▶ [Short exercise] Retype each of the records below verbatim, line for line.

►

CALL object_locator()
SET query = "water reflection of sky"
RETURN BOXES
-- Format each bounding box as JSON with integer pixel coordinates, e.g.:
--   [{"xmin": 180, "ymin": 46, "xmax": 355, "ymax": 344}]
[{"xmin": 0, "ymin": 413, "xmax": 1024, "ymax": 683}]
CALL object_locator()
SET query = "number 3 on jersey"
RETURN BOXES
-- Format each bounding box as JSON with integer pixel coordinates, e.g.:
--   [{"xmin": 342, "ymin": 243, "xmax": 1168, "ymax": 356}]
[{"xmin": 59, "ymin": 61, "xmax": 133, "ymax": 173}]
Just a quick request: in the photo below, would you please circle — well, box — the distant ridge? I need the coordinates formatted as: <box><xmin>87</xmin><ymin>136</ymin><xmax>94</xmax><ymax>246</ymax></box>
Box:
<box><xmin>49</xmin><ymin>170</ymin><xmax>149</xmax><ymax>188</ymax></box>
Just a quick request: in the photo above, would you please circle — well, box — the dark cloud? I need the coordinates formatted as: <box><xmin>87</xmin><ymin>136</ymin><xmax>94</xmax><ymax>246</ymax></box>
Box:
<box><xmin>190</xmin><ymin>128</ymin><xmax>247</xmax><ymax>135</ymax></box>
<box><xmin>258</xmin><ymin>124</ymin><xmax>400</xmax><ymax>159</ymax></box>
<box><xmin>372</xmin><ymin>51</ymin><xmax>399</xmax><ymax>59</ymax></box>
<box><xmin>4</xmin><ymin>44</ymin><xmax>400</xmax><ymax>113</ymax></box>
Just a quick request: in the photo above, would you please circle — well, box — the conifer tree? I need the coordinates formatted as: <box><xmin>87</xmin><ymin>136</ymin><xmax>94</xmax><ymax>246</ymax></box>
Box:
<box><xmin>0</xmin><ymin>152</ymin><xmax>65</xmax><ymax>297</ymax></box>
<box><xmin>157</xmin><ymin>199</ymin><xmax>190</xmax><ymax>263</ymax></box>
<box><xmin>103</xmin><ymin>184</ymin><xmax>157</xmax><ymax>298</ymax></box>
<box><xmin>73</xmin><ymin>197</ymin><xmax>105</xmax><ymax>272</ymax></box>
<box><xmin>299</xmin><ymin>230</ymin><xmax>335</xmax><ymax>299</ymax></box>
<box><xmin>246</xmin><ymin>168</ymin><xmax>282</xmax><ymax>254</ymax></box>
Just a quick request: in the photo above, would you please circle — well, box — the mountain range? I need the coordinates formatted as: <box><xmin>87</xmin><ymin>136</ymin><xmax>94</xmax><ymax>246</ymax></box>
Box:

◄

▶ [Exercise response]
CALL object_locator()
SET query = "water reflection of sky"
RETURN BOXES
-- Format each bounding box as JSON with integer pixel coordinates, e.g.:
--   [{"xmin": 180, "ymin": 46, "xmax": 355, "ymax": 344}]
[{"xmin": 0, "ymin": 413, "xmax": 1024, "ymax": 683}]
CALL object_locator()
SET query = "number 3 on jersey"
RETURN BOXES
-- Format each bounding box as JSON with integer pixel coordinates, e.g.:
--   [{"xmin": 342, "ymin": 243, "xmax": 1168, "ymax": 356}]
[{"xmin": 59, "ymin": 61, "xmax": 133, "ymax": 173}]
Just a quick request: in the photo below, would you please circle — well, box — the distant ridge? I need the coordinates formatted as: <box><xmin>87</xmin><ymin>136</ymin><xmax>94</xmax><ymax>246</ymax></box>
Box:
<box><xmin>49</xmin><ymin>170</ymin><xmax>149</xmax><ymax>188</ymax></box>
Just a quick request: in the photo above, would you please circle — well, box — the dark cloud? I need the coordinates formatted as: <box><xmin>87</xmin><ymin>136</ymin><xmax>94</xmax><ymax>246</ymax></box>
Box:
<box><xmin>190</xmin><ymin>128</ymin><xmax>247</xmax><ymax>135</ymax></box>
<box><xmin>258</xmin><ymin>124</ymin><xmax>400</xmax><ymax>159</ymax></box>
<box><xmin>372</xmin><ymin>51</ymin><xmax>399</xmax><ymax>59</ymax></box>
<box><xmin>4</xmin><ymin>44</ymin><xmax>400</xmax><ymax>113</ymax></box>
Just a quick request: in the photo above, would you please circle — well, box — the conifer tree? I need the coordinates formatted as: <box><xmin>87</xmin><ymin>136</ymin><xmax>94</xmax><ymax>246</ymax></box>
Box:
<box><xmin>0</xmin><ymin>152</ymin><xmax>65</xmax><ymax>297</ymax></box>
<box><xmin>157</xmin><ymin>199</ymin><xmax>190</xmax><ymax>263</ymax></box>
<box><xmin>103</xmin><ymin>184</ymin><xmax>157</xmax><ymax>298</ymax></box>
<box><xmin>73</xmin><ymin>197</ymin><xmax>105</xmax><ymax>272</ymax></box>
<box><xmin>299</xmin><ymin>230</ymin><xmax>335</xmax><ymax>299</ymax></box>
<box><xmin>246</xmin><ymin>168</ymin><xmax>282</xmax><ymax>254</ymax></box>
Just a quick request: in the photo above, would you please circle — well, box — the mountain range? I need the coordinates formatted as: <box><xmin>87</xmin><ymin>136</ymin><xmax>94</xmax><ymax>246</ymax></box>
Box:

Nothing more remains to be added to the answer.